----- TEXT EXTRACT

The CEO’s annual base salary for fiscal year 2019 was $1,332,500, which was the same rate in effect for fiscal year 2018. Mr. Jenkins’ annual incentive award (cash bonus, payable in first quarter 2020) was paid at the level of $2,301,147, which represents approximately 127.92% of his target award opportunity, a level commensurate with those of other AIP participants. In February 2019, the Committee granted the CEO long-term incentive compensation with a grant date fair value of $10,596,510. In aggregate, Mr. Jenkins’ total direct compensation for 2019 was $14,230,172 which is an approximate 8.5% increase in total compensation from his 2018 level of $13,115,919.

Stockholder Engagement

 

The Company values the feedback and insights that it receives from its stockholders through ongoing dialogue. At the 2019 Annual Meeting, a proposal seeking an advisory vote on executive compensation for the Company’s NEOs (see “Tabular Information for Named Executive Officers”) was submitted to stockholders. Stockholders endorsed the Company’s NEO compensation, with more than 98% of the votes cast indicating approval.

----------
----- GIVEN RECORDS

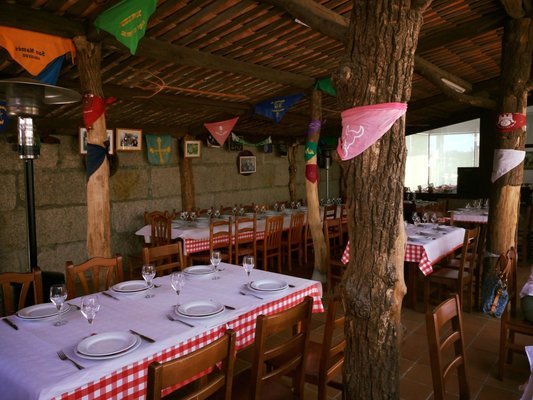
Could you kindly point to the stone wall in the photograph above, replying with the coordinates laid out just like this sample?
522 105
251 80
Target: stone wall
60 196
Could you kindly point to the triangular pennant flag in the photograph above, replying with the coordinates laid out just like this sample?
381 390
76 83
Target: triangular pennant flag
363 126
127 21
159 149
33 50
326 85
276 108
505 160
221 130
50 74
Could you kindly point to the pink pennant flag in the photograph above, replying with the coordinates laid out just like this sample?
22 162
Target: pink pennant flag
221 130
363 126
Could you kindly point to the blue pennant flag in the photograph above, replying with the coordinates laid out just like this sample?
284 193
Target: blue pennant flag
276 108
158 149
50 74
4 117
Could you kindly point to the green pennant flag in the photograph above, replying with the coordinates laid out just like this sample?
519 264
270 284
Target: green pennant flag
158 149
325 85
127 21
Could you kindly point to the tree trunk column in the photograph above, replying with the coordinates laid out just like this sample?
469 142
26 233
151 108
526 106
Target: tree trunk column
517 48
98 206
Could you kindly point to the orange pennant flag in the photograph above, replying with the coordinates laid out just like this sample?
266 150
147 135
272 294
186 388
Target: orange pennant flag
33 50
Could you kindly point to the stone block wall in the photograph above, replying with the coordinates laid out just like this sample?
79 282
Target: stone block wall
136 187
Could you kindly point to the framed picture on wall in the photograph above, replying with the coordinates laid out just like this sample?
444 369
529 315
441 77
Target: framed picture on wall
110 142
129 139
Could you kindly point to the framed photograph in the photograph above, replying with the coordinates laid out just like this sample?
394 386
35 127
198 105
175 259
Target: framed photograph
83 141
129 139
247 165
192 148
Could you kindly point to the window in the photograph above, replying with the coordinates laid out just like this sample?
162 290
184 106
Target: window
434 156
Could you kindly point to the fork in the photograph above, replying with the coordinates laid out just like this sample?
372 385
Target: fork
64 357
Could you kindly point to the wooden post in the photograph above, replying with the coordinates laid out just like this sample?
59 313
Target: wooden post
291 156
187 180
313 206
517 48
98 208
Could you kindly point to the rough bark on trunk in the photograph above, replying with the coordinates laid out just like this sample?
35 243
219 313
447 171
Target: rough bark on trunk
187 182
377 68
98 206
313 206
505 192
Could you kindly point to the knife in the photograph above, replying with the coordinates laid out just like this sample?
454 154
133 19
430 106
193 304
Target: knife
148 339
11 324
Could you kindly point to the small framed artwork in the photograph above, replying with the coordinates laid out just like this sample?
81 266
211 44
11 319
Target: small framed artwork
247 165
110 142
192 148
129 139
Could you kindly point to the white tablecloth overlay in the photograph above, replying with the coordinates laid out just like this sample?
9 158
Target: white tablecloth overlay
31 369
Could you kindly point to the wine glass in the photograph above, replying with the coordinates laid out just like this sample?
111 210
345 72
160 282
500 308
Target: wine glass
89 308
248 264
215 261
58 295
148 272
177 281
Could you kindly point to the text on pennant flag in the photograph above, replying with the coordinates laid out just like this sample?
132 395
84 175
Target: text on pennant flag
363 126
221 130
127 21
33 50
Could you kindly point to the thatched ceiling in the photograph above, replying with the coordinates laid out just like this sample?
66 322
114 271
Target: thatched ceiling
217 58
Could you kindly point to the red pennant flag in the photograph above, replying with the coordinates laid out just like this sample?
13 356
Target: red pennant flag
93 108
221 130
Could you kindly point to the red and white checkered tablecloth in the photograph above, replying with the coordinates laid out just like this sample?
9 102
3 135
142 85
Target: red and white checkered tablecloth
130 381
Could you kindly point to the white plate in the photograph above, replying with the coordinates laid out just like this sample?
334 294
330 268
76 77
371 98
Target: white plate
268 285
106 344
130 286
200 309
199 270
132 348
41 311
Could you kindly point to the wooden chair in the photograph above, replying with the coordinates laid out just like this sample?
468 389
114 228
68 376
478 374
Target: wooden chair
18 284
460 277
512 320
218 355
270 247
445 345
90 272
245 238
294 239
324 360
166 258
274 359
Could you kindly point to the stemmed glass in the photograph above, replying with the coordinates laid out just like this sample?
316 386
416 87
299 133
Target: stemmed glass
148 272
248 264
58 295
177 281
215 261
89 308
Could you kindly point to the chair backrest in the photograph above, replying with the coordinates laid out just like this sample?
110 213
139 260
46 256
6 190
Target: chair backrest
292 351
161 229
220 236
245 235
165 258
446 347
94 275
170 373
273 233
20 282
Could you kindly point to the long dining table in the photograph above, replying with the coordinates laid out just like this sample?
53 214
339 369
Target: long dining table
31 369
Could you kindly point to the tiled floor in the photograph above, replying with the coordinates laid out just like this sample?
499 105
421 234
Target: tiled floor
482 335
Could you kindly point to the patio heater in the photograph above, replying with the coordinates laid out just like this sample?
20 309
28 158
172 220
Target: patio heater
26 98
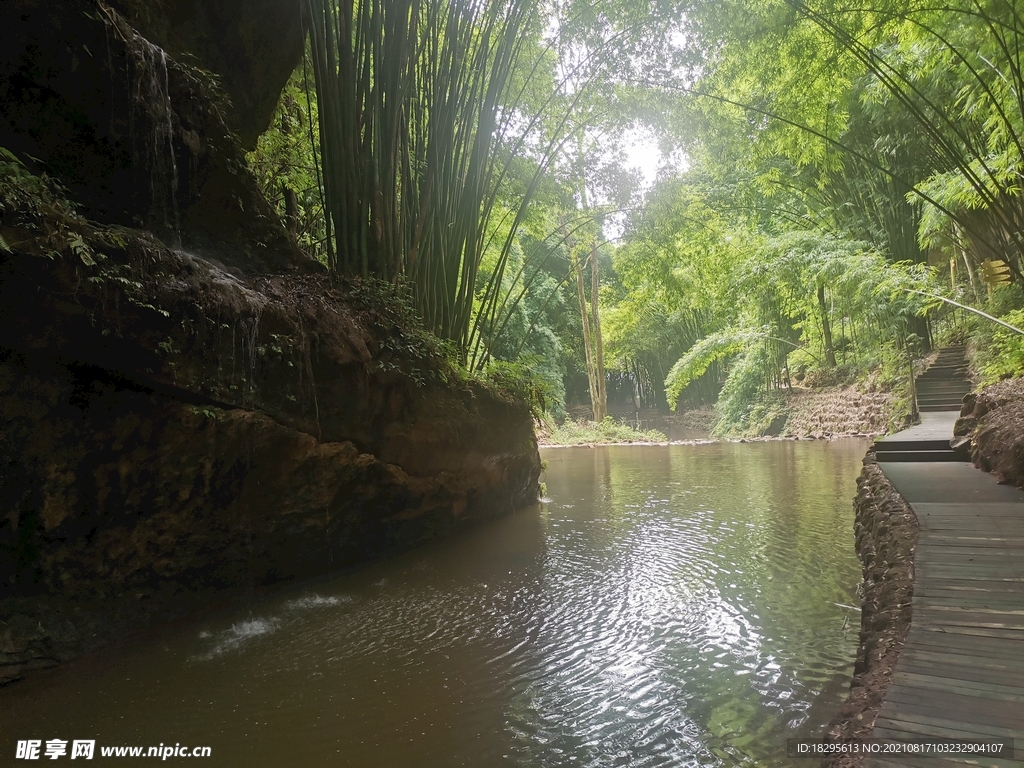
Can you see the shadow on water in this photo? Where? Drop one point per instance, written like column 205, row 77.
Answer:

----------

### TASKS TO COMPLETE
a – List every dollar amount given in the compensation excerpt.
b – According to the compensation excerpt, what share of the votes cast at the 2019 Annual Meeting approved the NEO compensation?

### ANSWERS FOR THIS EXERCISE
a –
$1,332,500
$2,301,147
$10,596,510
$14,230,172
$13,115,919

b – More than 98% of the votes cast indicated approval.